Count how many lines in the rows below contain the string "woman", with case taken into account. Give only the number.

-- Start of Data section --

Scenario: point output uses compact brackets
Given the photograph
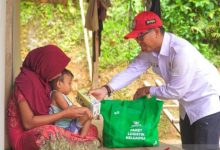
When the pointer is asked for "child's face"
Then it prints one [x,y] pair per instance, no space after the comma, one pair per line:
[65,85]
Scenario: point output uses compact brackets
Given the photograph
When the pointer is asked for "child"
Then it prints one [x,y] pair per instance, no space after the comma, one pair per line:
[61,87]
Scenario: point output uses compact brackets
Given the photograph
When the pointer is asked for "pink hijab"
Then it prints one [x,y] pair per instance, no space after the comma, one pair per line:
[40,65]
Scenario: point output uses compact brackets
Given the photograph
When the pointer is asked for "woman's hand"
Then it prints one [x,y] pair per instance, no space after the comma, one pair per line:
[141,92]
[77,112]
[99,93]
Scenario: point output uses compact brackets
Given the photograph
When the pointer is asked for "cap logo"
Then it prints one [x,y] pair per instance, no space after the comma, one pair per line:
[150,21]
[134,24]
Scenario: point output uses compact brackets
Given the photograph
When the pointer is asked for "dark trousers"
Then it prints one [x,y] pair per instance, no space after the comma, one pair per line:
[202,134]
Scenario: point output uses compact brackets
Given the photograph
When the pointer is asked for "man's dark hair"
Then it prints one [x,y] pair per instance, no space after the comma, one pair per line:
[61,77]
[162,30]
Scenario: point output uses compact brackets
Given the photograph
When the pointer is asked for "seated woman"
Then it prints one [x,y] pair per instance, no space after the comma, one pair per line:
[29,125]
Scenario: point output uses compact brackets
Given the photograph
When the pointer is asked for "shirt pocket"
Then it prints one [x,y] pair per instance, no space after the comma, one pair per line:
[156,68]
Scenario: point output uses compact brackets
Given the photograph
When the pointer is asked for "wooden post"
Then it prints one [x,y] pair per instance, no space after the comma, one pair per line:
[95,59]
[2,70]
[86,40]
[12,51]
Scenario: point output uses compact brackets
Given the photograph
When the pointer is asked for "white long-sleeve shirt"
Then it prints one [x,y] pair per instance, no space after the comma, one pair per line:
[188,76]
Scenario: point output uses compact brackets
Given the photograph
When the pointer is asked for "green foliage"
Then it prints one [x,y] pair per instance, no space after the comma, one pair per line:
[43,23]
[197,21]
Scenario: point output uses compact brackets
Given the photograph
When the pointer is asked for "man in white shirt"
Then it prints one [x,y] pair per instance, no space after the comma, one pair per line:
[188,77]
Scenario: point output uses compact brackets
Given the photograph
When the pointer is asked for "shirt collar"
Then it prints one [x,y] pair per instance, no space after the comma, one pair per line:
[165,45]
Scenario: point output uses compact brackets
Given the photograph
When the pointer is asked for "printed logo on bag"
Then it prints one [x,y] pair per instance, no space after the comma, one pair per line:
[136,124]
[135,134]
[116,112]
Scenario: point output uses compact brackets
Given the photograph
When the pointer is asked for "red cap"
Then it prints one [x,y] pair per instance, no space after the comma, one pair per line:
[144,21]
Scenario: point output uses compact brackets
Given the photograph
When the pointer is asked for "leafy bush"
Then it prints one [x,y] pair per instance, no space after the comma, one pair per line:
[197,21]
[43,23]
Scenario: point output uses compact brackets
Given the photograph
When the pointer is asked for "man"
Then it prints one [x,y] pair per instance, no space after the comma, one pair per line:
[188,77]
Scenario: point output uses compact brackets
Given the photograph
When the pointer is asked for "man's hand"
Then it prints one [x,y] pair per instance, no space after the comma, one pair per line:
[99,93]
[141,92]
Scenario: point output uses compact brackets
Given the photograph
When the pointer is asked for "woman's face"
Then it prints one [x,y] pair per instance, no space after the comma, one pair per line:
[55,77]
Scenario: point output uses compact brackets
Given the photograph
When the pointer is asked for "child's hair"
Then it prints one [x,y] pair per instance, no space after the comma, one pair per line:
[61,77]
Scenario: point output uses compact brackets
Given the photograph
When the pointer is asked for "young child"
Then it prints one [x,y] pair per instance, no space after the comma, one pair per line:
[61,87]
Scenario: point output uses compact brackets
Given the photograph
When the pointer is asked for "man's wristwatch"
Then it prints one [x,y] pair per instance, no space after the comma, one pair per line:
[108,89]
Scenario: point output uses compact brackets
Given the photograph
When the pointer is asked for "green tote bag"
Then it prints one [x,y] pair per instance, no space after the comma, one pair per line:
[131,123]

-- End of Data section --

Finished task: 3